Region pointing data
--- START ---

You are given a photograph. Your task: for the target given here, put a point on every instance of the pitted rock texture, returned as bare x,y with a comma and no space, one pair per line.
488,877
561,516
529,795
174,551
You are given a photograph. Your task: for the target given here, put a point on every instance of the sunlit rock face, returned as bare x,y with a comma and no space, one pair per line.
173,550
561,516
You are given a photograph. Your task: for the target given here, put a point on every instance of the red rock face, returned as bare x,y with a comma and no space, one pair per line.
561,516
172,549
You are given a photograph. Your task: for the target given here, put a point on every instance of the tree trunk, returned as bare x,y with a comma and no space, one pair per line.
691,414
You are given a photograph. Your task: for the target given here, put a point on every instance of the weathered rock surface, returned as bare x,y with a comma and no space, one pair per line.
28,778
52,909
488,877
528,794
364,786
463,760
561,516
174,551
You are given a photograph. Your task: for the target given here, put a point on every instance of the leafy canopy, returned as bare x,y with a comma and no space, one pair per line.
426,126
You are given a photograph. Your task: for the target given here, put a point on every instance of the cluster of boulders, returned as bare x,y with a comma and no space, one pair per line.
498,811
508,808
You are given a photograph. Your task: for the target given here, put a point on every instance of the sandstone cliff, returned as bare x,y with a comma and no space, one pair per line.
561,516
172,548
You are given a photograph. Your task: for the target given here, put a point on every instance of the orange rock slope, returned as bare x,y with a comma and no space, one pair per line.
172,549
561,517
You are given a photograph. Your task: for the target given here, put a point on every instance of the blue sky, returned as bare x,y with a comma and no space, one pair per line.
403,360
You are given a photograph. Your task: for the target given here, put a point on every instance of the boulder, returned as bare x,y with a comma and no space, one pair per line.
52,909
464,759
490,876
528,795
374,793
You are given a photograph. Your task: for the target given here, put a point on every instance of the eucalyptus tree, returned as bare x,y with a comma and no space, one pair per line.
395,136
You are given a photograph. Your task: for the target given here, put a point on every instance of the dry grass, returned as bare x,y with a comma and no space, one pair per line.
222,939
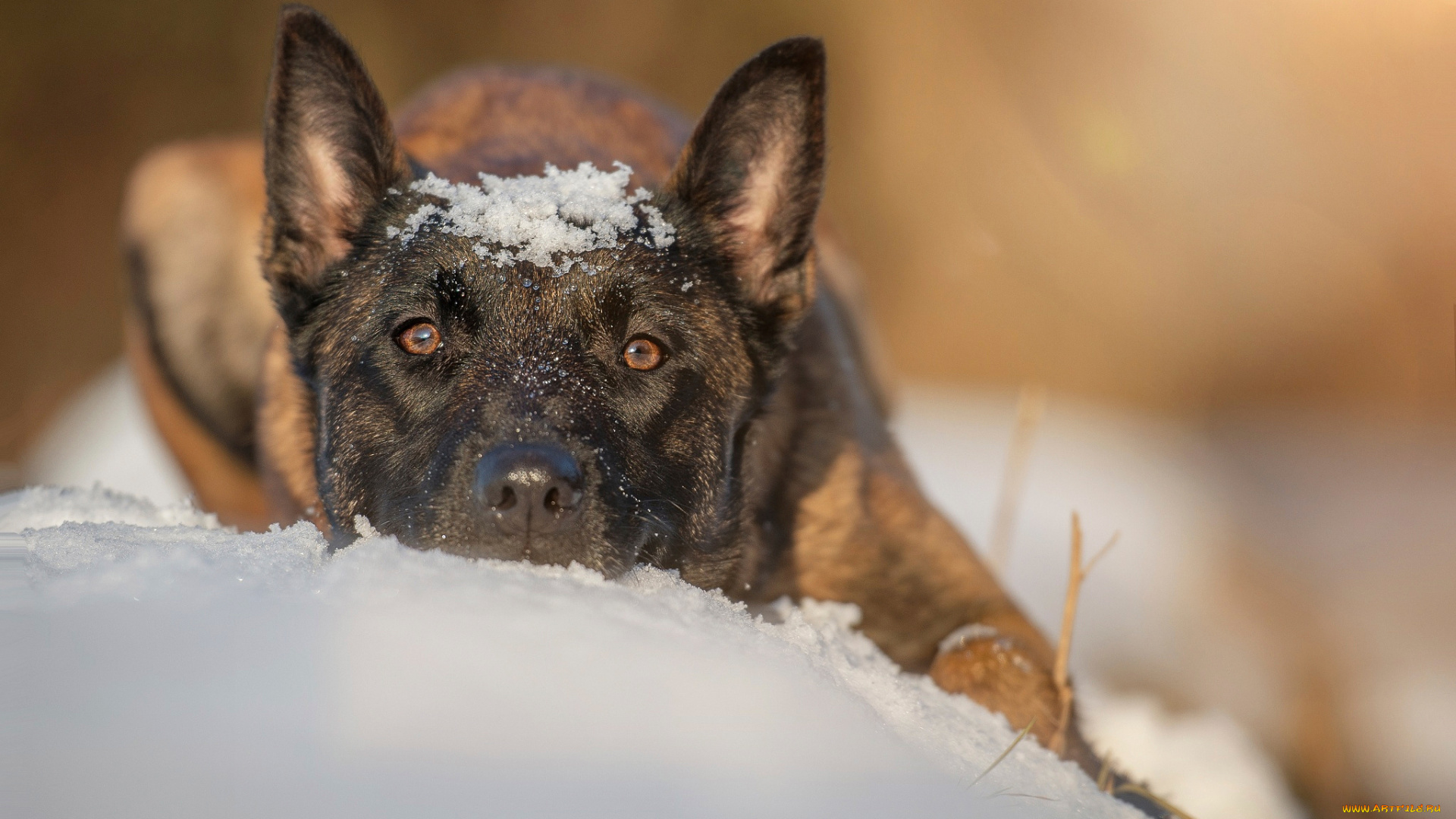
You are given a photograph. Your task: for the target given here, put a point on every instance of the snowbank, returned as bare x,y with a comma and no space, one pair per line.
171,668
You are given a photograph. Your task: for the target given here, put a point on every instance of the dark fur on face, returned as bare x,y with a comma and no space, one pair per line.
530,357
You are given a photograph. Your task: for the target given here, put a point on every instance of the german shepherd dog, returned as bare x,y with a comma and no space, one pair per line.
549,368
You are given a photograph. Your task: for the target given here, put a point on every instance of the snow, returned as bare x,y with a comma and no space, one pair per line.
172,668
549,219
166,654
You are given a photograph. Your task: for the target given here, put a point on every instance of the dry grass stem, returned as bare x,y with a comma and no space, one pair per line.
1069,614
1009,748
1161,802
1031,404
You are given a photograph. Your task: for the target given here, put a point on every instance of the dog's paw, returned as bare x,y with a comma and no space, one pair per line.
998,672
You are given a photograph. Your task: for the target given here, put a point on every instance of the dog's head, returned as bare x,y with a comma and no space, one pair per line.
555,368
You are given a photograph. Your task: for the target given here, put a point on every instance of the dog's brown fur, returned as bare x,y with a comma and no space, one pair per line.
856,526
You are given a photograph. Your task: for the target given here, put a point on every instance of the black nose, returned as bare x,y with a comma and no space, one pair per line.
529,487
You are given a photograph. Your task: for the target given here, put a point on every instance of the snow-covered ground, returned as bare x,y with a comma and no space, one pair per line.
171,668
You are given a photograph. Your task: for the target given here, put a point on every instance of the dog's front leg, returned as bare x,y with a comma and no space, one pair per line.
868,537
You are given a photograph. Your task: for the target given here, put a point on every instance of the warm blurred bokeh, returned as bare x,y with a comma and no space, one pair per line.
1184,206
1238,213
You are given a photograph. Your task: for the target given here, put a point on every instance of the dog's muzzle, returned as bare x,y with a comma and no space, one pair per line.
529,488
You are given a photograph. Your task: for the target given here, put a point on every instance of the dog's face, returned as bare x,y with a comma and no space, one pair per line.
548,369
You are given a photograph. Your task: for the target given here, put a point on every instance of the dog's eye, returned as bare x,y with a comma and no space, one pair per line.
642,354
419,338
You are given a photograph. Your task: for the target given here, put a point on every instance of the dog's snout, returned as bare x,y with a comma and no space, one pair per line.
529,487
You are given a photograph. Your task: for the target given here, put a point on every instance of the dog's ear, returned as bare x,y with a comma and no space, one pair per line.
329,156
755,168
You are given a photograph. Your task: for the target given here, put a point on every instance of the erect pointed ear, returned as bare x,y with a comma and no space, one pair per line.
755,168
329,156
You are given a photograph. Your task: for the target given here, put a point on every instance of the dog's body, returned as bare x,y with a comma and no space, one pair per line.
755,460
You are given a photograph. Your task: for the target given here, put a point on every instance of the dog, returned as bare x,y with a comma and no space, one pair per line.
538,316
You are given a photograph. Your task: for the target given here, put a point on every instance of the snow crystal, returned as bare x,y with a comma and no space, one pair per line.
184,670
549,221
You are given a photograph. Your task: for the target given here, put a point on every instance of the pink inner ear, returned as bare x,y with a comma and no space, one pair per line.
334,197
752,218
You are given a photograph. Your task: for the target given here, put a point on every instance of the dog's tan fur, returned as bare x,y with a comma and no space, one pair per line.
864,534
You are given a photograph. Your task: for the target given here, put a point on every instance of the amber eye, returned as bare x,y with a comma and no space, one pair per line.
419,338
642,354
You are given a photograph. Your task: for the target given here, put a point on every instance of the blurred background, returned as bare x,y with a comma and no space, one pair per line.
1219,223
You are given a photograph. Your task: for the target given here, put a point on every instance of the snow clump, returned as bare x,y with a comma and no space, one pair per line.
165,667
548,221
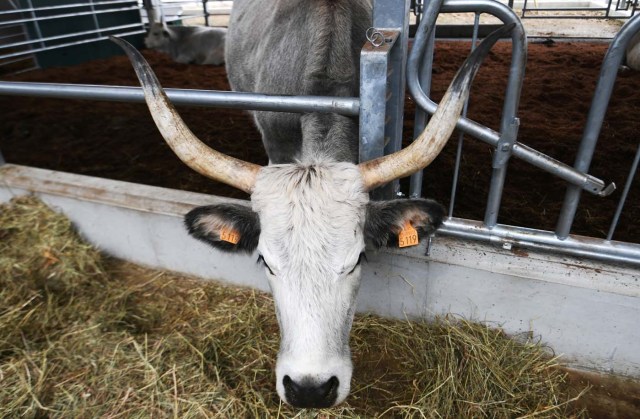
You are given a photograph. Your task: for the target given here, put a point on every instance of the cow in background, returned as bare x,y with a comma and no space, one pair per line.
188,44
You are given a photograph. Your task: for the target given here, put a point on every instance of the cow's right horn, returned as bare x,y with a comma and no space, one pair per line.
428,145
183,142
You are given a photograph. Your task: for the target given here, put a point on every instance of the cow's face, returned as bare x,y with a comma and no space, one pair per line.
158,36
309,225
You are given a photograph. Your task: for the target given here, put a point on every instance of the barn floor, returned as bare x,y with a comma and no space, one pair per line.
119,141
84,335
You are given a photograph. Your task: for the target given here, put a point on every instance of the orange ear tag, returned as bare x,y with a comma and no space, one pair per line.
229,235
408,236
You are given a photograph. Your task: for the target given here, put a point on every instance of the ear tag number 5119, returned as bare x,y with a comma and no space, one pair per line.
408,236
229,235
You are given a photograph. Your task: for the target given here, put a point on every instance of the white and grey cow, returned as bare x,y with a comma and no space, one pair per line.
310,214
188,44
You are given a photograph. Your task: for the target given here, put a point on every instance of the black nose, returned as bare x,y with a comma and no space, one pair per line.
306,393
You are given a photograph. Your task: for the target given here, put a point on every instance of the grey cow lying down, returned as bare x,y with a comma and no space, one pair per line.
188,44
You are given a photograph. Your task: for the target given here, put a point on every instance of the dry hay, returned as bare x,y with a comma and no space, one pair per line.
82,335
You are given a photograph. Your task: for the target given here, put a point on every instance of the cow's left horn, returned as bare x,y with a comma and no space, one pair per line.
428,145
183,142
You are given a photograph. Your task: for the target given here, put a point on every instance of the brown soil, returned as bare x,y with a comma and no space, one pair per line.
119,141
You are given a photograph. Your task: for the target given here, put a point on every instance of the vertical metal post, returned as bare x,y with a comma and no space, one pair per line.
36,25
394,15
599,104
508,132
456,169
95,18
422,65
422,117
205,12
374,64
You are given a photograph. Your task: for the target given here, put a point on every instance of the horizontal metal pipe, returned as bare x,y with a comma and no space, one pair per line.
70,44
17,60
595,118
71,35
65,6
207,98
489,136
70,15
581,246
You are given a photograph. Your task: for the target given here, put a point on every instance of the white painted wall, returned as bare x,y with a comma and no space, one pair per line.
585,310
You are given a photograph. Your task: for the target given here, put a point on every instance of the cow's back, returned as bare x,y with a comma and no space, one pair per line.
302,47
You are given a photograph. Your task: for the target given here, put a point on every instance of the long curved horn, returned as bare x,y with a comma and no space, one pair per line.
196,154
428,145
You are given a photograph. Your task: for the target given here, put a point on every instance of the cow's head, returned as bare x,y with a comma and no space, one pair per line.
158,35
309,224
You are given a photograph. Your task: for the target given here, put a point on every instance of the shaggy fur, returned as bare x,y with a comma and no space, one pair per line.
298,47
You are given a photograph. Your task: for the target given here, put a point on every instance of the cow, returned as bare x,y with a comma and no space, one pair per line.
188,44
309,215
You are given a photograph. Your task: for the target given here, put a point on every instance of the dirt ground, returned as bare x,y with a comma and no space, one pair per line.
119,141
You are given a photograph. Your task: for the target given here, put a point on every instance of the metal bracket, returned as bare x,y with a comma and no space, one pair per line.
505,144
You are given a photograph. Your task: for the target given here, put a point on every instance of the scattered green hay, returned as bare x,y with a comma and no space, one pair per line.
83,335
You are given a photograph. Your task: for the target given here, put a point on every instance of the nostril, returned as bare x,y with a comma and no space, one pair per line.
331,386
307,393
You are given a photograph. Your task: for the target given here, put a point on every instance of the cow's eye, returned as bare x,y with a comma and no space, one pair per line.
262,261
363,256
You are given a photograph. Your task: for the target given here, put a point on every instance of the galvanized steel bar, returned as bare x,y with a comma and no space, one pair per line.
70,15
487,135
64,6
188,97
70,35
394,15
610,251
599,104
423,64
68,44
374,62
456,168
623,196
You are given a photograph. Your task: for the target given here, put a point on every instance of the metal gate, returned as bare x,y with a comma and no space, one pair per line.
385,69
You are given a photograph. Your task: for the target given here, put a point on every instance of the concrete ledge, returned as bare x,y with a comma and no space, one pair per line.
585,310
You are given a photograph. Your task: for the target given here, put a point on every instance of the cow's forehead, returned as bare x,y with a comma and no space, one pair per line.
311,212
306,195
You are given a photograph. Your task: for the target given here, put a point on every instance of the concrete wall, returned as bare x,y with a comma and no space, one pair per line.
586,311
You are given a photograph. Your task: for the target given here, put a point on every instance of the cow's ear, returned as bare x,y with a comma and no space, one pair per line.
386,219
228,227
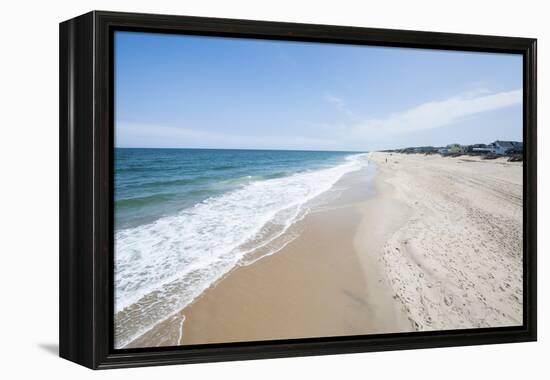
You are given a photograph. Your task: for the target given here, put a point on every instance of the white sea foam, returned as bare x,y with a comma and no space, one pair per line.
163,266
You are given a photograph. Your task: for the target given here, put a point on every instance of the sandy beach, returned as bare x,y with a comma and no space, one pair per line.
410,243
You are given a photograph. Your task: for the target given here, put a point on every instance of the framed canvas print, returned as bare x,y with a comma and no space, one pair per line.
236,189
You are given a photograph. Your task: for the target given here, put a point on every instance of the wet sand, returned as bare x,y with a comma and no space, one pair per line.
315,286
412,243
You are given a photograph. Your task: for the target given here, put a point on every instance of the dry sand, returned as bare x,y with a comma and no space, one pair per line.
457,262
430,243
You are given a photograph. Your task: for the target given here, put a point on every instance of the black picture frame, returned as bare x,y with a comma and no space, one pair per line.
86,189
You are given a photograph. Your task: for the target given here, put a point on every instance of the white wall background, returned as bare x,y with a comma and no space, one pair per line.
29,190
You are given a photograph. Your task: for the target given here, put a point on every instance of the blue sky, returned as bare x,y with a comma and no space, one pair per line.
207,92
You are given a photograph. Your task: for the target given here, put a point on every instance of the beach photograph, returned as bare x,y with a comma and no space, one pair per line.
273,190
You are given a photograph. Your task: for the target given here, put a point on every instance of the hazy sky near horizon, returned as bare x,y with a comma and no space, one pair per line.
207,92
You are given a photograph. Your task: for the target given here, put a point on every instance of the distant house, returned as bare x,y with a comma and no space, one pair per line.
503,147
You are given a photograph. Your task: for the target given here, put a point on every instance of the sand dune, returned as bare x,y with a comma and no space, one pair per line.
457,262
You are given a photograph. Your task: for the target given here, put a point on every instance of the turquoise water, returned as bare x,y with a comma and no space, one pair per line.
186,217
151,183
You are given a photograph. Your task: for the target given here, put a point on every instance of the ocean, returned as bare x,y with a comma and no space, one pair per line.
186,217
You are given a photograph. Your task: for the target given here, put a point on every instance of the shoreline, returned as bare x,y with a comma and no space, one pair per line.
391,253
315,286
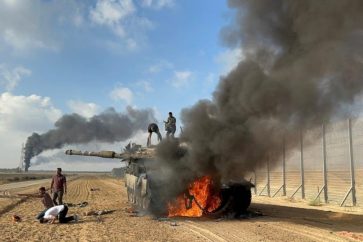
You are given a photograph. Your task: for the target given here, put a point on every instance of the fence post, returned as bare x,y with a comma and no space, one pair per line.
268,178
325,166
255,183
352,174
351,154
283,169
302,165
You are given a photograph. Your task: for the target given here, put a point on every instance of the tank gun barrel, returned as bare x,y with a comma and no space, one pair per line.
104,154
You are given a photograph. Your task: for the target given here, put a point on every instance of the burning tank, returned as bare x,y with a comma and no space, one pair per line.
203,196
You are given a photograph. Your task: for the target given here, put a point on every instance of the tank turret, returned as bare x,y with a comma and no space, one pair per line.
145,184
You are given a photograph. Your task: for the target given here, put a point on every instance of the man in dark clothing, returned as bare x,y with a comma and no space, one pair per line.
153,127
58,187
170,125
46,200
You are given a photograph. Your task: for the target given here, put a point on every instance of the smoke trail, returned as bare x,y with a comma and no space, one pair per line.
108,126
303,61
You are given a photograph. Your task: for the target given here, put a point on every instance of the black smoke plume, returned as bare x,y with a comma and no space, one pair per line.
303,61
109,126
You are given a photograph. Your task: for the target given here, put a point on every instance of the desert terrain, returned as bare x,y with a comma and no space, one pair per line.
281,220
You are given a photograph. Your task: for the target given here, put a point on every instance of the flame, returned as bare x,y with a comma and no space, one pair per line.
204,199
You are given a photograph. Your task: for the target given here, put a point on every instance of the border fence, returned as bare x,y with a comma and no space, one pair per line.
327,166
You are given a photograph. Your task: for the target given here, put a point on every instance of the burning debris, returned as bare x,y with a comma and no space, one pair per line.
302,65
108,126
199,199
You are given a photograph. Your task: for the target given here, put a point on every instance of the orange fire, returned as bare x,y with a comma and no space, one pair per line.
201,198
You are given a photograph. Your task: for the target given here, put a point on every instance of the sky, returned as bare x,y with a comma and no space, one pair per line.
72,56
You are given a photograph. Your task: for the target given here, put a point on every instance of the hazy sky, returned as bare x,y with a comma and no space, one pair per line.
60,57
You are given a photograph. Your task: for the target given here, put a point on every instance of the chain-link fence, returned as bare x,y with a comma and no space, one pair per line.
327,166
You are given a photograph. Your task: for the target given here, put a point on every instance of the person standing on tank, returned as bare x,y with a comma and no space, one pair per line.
153,127
58,187
170,125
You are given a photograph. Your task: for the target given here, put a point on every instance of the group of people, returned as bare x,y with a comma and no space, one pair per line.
53,207
170,128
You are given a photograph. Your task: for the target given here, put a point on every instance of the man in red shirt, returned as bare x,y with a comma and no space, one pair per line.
58,187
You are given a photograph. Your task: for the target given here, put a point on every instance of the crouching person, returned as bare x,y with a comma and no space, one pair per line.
59,211
46,200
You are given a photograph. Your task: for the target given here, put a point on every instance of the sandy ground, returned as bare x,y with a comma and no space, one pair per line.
281,220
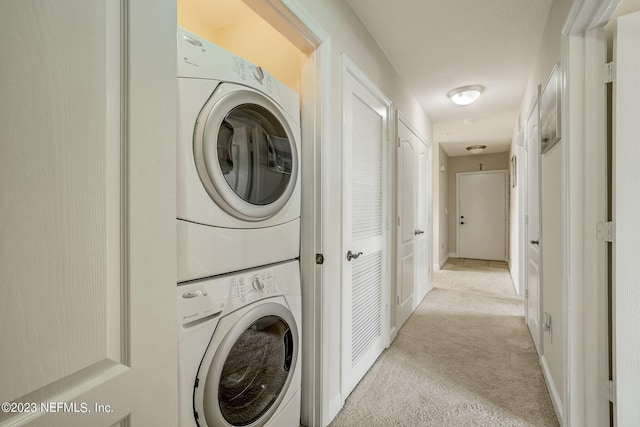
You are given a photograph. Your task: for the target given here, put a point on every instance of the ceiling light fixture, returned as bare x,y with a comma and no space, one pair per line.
476,149
465,95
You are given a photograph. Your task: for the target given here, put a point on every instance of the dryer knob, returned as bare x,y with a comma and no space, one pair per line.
257,284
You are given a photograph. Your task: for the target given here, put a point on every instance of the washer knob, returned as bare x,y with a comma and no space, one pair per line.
258,74
257,284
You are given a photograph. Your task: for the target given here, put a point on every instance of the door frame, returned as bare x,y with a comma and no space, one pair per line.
532,112
583,53
505,172
299,27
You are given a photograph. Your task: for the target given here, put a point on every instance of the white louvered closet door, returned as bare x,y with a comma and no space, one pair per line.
365,282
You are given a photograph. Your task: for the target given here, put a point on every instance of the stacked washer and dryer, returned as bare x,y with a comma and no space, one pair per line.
239,297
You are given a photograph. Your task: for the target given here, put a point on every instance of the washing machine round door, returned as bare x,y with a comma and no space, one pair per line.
245,153
250,370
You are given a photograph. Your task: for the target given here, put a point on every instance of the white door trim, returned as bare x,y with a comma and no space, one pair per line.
584,311
299,27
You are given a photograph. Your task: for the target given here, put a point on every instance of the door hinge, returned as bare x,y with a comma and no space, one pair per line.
612,392
608,72
604,231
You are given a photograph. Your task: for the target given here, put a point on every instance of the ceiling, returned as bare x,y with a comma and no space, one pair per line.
436,46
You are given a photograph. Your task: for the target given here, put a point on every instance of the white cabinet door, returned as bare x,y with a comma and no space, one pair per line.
626,201
365,221
87,213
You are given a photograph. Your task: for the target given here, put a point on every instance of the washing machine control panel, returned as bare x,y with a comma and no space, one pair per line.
252,287
198,301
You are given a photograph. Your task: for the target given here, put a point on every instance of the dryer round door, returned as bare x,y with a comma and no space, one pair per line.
246,376
245,153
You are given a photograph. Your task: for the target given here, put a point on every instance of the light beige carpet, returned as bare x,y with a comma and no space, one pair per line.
464,358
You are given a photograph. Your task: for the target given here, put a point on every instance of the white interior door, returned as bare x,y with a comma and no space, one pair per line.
482,215
407,231
533,292
423,222
87,178
365,219
626,205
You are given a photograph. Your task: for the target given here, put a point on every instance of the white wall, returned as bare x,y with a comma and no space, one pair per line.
348,36
552,234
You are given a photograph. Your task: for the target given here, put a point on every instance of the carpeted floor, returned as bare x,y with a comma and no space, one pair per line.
464,358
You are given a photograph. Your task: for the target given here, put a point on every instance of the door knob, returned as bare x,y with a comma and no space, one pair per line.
351,255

--- END ---

### WHAT TO WORK ON
Print nothing but the lines from the one that contains "of the light" to the final line of the data, both included, exactly as they read.

### RESULT
You are given a photograph. Your task: for the target given here, put a point on every instance of the light beige carpet, returned as bare x,y with a comma and no space, one pair per line.
464,358
You are given a photograph. Your task: for the target given here, put a point on every instance of the white interior door, returned as bare x,y with a comma and no space, one pair per line.
482,215
407,231
533,292
423,222
87,178
365,219
626,205
You are given a photograph. Your task: for the target given here, put a point on every instance of the white wall, returned as bare x,y with a comma and no space, one pair per line.
348,36
552,234
You are given a photograph. Your task: for the target given here, put a point on every instance of the carpeted floor, returned as bare x,y with a comma and no space, one pair per line.
464,358
You are given a photograph. Your task: for the target given here, put a point on every instance of the door knob, returned as bare x,y with a comma and no space, one pair per line.
351,255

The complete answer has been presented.